======== TEXTO FORNECIDO

HORA CERTA

sexta-feira, 28 de setembro de 2007

60 anos depois...

Artigo muito bom retirado do site segundaguerramundial.com.br, vale a pena cada segundo de leitura e nos leva a pensar no momento atual.

A Humanidade no pós-Segunda Guerra

Mesmo após 60 anos, as bases construídas após o fim do conflito ainda são sustentação ao teatro de forças no nosso planeta


Por Carlos Brazil

Há 60 anos terminava a Segunda Guerra Mundial. Foi um conflito que deixou um triste e vergonhoso legado à humanidade: mais de 50 milhões de pessoas morreram em seis anos, dentre os quais 6 milhões de judeus assassinados pelo regime nazista. As imagens dos campos de concentração nazistas - que, além dos judeus, mantinham em condições subumanas outras minorias, como ciganos, homossexuais, testemunhas de Jeová - reveladas após as tropas aliadas conquistarem os territórios até então dominados pelas forças militares alemãs mostraram ao mundo a face mais terrível das atrocidades que o homem é capaz de cometer.

Apesar de tanta destruição, a história jamais parou. O homem tem grande capacidade de se reiventar e reconstruir sua existência sobre escombros, dramas, catástrofes e dificuldades as mais diversas.
Então, afinal, o que vem sendo construído pela humanidade até os dias atuais sobre os alicerces moldados a partir do fim da Segunda Guerra Mundial?
"Depois que os alemães invadiram a Rússia, o sentido da guerra modificou-se. Porque eles chegaram basicamente às portas de Moscou, mais exatamente a uns 20 quilômetros de Moscou, a Rússia conseguiu empurrar eles para trás, mais ou menos a uns 100 quilômetros de distância, e, posteriormente, quando ocorreu a batalha de Estalingrado, em que o Exército Vermelho conseguiu derrotar o Exército alemão, a guerra mudou de rumo, porque, a partir daí, era uma questão de tempo. A partir dali, para mim, a Alemanha estava perdida. O Exército Vermelho conseguiu avançar em uma velocidade relativamente elevada e o mundo socialista cresceu de forma significativa... O socialismo propriamente dito, decorrente da vitória da União Soviética, chegou a dominar 30% dos países que tinham influência no encaminhamento da vida da família humana", afirma Enildo Pessoa, professor aposentado e ex-diretor do Instituto de Ciência Humanas da PUC-Campinas, autor de sete livros, entre eles A Humanidade e o Futuro.


Desta forma, com a vitória da União Soviética na Europa Oriental e as conquistas da Aliança capitaneada pelos Estados Unidos na parte Ocidental daquele continente, começava a se desenhar um cenário em que as forças que dominariam a civilização atuavam em dois pólos opostos.

Nova ordem
"A primeira coisa que se destaca é uma nova ordem mundial que vai se formar naquele momento. A gente vai ter o que chama de um mundo bipolarizado, porque, antes, era multipolarizado. Portanto, o efeito maior da Segunda Guerra é criar uma ordem mundial girando em torno da União Soviética e dos Estados Unidos. Esse efeito perdurou até recentemente, quando acabou a União Soviética, o que já muda novamente a ordem mundial, que não é mais aquela que a Guerra deixou para a gente", explica a professora do Departamento de História da UFPE (Unviersidade Federal de Pernambuco) Suzana Cavani Rosas.

================

### TAREFA
Pode transcrever palavra por palavra, do texto sobre o pós-Segunda Guerra, o trecho que vai de "Apesar de tanta" até "Segunda Guerra Mundial?"?

======== AMOSTRA DOS DADOS

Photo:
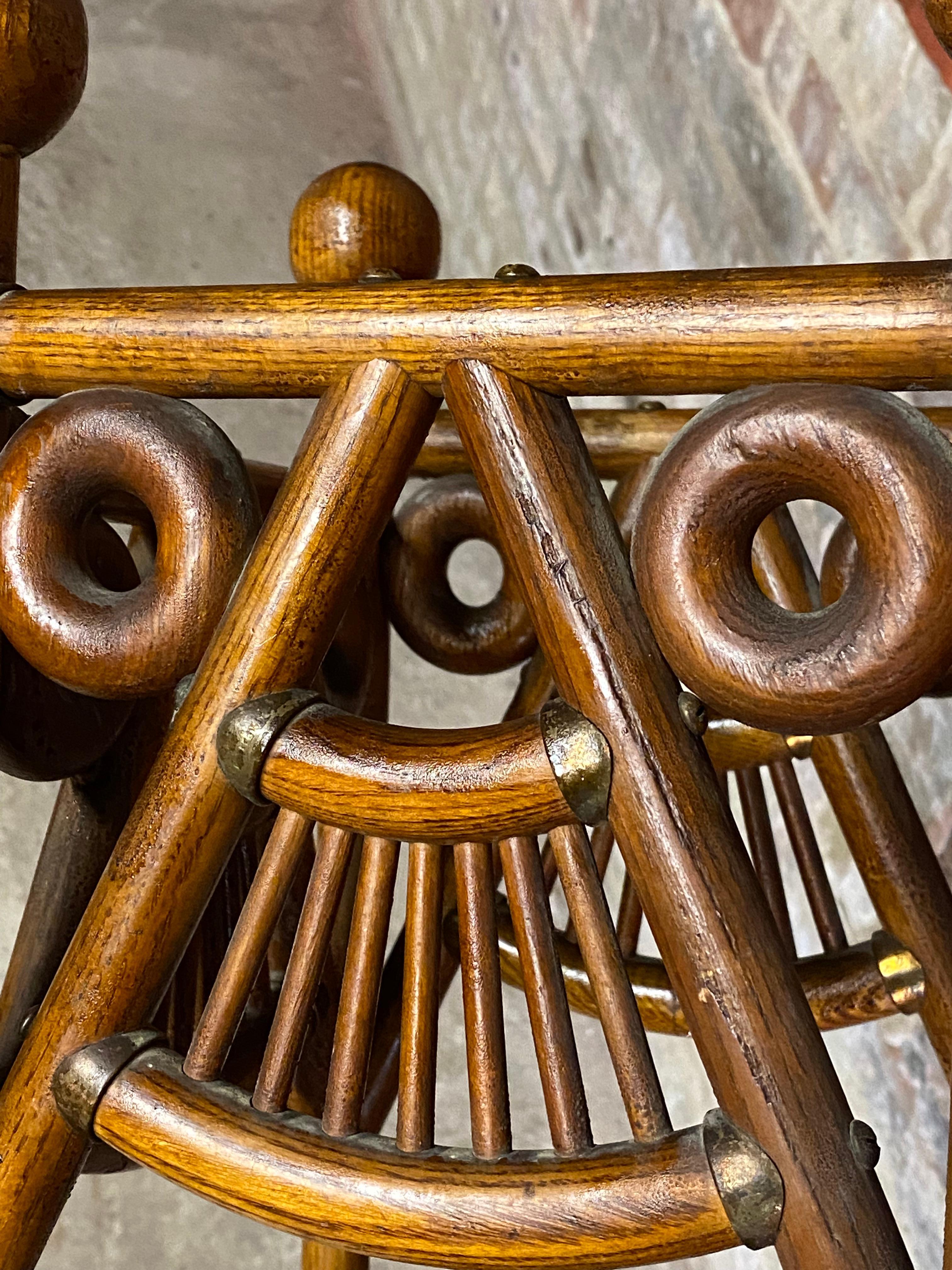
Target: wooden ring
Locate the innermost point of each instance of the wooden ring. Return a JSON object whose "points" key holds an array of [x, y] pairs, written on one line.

================

### RESPOSTA ABAIXO
Apesar de tanta destruição, a história jamais parou. O homem tem grande capacidade de se reiventar e reconstruir sua existência sobre escombros, dramas, catástrofes e dificuldades as mais diversas.
Então, afinal, o que vem sendo construído pela humanidade até os dias atuais sobre os alicerces moldados a partir do fim da Segunda Guerra Mundial?